Rows of the dataset:
'''

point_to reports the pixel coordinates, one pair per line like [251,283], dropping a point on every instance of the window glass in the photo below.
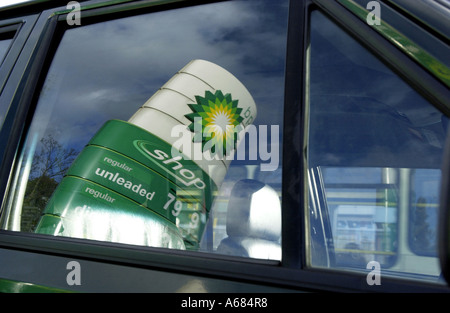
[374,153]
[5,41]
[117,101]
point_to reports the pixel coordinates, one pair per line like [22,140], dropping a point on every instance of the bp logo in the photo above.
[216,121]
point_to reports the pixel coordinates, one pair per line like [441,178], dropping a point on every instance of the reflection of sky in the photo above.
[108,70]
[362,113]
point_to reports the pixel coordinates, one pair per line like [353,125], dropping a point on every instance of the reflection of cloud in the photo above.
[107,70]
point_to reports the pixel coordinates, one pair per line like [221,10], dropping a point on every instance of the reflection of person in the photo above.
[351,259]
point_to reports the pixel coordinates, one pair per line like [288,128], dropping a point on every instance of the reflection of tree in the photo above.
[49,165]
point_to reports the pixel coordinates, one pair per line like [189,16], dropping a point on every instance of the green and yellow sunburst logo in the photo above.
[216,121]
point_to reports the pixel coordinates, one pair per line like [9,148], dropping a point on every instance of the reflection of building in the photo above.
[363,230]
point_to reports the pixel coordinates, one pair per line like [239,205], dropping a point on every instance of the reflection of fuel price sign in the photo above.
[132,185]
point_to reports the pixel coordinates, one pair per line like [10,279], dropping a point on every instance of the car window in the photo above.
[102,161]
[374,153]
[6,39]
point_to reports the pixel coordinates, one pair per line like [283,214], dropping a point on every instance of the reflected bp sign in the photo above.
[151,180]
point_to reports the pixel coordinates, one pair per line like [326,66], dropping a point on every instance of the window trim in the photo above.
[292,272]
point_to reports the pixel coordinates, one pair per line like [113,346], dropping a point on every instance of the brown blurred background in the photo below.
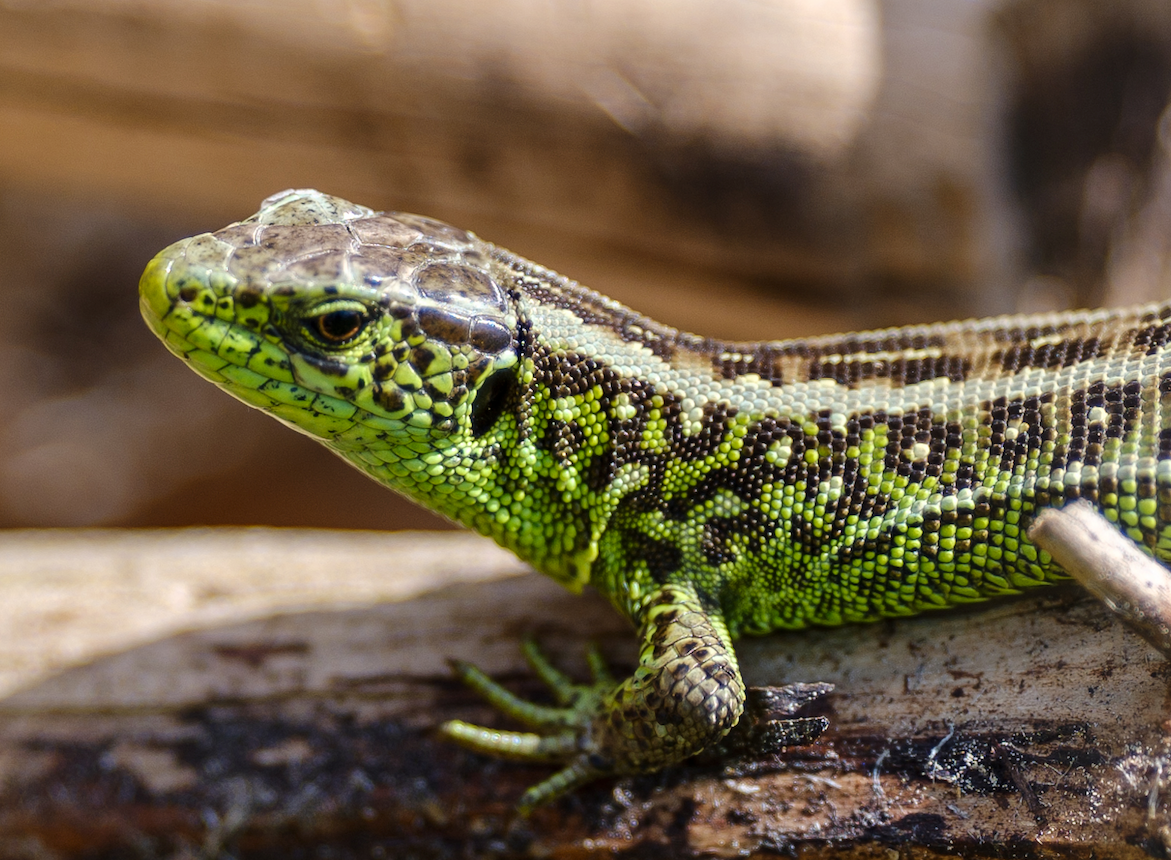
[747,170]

'''
'''

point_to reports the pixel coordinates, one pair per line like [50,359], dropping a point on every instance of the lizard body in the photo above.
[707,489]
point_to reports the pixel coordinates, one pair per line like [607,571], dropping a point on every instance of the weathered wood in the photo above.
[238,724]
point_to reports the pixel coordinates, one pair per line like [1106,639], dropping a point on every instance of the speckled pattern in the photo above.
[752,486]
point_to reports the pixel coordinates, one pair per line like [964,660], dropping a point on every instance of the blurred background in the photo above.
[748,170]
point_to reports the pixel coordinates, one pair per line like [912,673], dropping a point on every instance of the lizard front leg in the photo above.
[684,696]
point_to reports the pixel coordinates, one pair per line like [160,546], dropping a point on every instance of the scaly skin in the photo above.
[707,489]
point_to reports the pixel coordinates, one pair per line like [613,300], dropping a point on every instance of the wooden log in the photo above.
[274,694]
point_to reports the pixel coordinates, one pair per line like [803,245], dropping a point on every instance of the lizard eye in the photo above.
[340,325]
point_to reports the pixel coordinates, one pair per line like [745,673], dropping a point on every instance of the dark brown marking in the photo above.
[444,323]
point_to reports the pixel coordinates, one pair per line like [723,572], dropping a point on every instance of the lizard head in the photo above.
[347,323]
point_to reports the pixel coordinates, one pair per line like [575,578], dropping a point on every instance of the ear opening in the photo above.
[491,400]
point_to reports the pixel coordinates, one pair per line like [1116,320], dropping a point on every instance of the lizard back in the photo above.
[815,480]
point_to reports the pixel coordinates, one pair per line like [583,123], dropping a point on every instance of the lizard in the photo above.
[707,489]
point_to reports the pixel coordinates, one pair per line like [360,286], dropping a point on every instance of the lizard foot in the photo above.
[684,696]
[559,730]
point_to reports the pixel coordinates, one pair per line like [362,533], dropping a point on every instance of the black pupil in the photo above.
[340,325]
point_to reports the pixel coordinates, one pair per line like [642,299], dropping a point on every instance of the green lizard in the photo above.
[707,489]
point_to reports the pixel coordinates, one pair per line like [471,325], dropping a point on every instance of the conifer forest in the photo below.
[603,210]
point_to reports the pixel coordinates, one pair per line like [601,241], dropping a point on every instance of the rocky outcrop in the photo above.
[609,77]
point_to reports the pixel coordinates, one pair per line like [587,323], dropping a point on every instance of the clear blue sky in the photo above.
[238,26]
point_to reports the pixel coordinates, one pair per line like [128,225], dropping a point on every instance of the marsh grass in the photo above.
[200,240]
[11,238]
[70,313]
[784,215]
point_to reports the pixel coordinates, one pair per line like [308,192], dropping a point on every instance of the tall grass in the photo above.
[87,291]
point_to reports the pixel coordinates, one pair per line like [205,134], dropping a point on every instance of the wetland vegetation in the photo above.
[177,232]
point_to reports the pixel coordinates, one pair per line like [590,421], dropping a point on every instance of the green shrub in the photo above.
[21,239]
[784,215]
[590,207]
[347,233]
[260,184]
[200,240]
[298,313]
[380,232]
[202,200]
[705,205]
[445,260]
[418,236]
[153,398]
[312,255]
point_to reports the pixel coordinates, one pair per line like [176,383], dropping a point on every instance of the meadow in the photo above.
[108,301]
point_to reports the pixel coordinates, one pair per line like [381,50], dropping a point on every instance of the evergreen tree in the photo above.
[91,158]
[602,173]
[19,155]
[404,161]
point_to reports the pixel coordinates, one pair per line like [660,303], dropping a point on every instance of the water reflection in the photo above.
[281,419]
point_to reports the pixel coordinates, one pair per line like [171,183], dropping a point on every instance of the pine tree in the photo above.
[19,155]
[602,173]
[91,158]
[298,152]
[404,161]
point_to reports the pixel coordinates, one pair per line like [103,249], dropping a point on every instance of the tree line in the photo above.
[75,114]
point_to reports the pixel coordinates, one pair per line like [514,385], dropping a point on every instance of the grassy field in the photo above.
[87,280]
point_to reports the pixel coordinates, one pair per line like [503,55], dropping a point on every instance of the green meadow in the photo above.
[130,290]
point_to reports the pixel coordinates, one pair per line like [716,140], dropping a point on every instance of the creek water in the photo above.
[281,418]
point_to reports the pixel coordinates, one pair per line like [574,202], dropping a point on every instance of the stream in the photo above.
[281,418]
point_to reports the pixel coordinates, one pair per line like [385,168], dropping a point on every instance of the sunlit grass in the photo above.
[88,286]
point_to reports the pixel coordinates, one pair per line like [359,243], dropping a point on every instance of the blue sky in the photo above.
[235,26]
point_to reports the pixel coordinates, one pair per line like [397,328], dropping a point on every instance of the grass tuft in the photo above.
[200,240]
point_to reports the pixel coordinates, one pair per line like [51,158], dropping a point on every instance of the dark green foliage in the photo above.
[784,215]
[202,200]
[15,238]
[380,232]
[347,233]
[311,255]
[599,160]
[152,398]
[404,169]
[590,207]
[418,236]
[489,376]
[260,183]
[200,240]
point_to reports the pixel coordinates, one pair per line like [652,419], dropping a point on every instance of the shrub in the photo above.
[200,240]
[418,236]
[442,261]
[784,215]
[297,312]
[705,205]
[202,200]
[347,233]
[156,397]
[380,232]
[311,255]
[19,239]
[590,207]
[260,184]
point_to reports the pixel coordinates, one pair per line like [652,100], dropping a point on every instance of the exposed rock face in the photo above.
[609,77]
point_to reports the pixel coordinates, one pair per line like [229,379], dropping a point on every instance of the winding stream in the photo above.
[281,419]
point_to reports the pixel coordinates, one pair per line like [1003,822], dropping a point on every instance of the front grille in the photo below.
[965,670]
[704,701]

'''
'''

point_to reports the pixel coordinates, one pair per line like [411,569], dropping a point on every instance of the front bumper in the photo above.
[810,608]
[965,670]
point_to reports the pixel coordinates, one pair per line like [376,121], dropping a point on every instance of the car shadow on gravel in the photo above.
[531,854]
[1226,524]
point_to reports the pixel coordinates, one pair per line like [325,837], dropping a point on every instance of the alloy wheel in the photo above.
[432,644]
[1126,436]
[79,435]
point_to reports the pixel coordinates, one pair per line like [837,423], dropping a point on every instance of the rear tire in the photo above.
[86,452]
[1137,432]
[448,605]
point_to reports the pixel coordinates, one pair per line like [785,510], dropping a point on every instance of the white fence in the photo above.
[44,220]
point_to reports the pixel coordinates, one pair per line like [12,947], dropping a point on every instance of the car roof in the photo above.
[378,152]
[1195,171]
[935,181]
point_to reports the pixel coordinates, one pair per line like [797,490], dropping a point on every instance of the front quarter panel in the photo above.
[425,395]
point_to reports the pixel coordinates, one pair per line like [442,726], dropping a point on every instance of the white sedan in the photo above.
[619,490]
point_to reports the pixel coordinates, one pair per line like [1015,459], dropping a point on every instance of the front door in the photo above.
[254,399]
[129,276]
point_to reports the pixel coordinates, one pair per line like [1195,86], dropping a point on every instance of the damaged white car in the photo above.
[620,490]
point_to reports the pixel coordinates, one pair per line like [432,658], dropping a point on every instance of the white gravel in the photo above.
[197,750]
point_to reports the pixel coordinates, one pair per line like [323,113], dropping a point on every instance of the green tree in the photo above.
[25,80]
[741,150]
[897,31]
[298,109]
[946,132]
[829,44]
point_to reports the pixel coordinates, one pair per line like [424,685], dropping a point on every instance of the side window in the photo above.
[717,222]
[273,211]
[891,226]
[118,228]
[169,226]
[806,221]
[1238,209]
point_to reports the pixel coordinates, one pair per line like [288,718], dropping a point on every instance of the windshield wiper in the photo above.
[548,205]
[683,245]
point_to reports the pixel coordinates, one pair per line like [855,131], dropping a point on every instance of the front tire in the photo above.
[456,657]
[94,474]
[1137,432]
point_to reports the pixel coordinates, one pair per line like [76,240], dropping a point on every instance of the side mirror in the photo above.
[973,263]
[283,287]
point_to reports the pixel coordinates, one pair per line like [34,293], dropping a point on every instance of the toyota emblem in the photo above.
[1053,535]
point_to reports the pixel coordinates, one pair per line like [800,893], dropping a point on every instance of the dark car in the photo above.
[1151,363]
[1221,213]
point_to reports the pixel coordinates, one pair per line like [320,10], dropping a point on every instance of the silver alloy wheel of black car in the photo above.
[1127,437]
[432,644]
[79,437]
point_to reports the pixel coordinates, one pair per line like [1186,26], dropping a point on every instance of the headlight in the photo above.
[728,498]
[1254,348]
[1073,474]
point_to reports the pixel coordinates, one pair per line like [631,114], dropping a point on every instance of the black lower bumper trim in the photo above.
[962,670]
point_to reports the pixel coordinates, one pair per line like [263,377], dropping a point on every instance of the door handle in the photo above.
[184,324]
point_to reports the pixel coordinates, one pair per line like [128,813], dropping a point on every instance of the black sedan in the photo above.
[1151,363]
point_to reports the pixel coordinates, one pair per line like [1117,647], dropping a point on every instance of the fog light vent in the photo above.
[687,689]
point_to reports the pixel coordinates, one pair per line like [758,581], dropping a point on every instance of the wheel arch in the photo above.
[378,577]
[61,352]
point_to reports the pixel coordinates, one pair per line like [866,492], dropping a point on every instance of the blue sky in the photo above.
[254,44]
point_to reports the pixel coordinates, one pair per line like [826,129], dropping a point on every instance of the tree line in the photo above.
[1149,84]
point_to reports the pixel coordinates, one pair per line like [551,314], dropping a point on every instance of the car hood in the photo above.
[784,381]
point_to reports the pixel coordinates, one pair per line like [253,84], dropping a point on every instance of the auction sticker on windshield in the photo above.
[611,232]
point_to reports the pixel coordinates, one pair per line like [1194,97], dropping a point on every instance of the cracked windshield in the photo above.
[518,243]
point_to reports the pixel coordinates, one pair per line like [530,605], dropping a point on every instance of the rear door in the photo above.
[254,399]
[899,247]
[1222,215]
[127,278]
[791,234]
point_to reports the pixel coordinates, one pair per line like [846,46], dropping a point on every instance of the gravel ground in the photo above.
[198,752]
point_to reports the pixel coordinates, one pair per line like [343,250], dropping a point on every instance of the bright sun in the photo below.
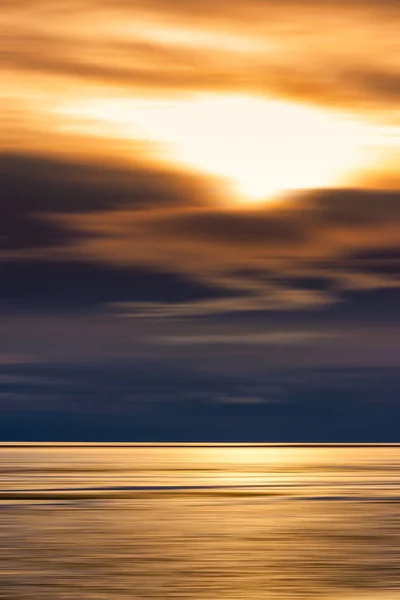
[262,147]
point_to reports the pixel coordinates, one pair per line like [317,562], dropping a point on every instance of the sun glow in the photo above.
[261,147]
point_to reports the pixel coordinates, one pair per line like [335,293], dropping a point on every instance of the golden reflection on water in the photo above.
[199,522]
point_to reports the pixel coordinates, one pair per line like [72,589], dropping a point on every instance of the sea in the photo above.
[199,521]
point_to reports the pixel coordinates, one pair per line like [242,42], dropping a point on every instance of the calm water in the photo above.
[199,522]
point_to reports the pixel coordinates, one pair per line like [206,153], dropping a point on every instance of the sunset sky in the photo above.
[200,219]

'''

Collect every line in the material above that contains the word "brown". Treat uppercase and lowercase as distinct when matching.

Written solution
point_to reports the pixel coordinates, one pair per line like [113,346], dropping a point on every instance of the brown blurred background in the photo below.
point_to reports the pixel coordinates, one pair per line like [745,673], dropping a point on every instance of the dark brown marking in the photo above.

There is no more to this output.